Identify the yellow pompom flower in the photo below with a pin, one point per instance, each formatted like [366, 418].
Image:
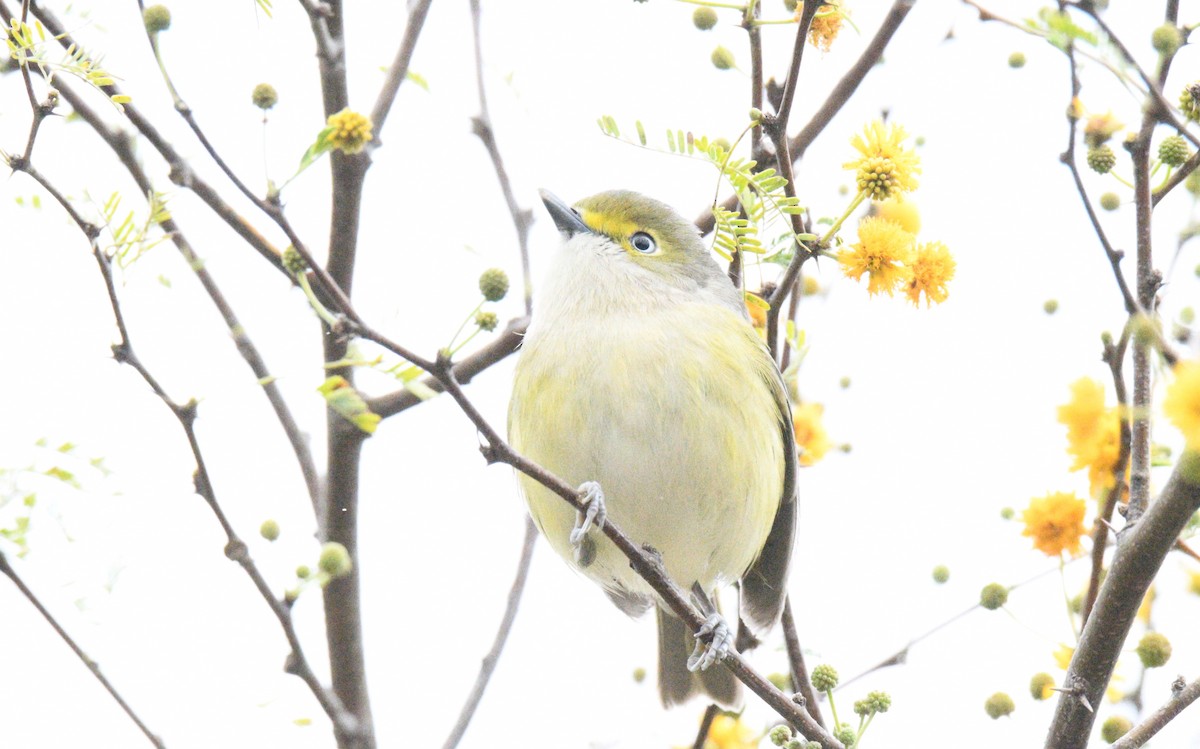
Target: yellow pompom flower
[901, 211]
[883, 251]
[349, 131]
[729, 732]
[1093, 432]
[1055, 522]
[826, 25]
[811, 441]
[933, 269]
[1182, 402]
[886, 168]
◆ ◆ ◆ ◆
# ASSIGNMENT
An exact copy of all the records is required, with the pictures omitted.

# SOLUTION FOR THIS TASK
Identify the yellow pompom flower in the photo below with a pin, one point per instance, each formatted like [366, 418].
Image:
Target: yellow pompom flower
[901, 211]
[883, 251]
[349, 131]
[729, 732]
[1093, 432]
[1055, 522]
[826, 25]
[811, 441]
[933, 269]
[1182, 402]
[886, 168]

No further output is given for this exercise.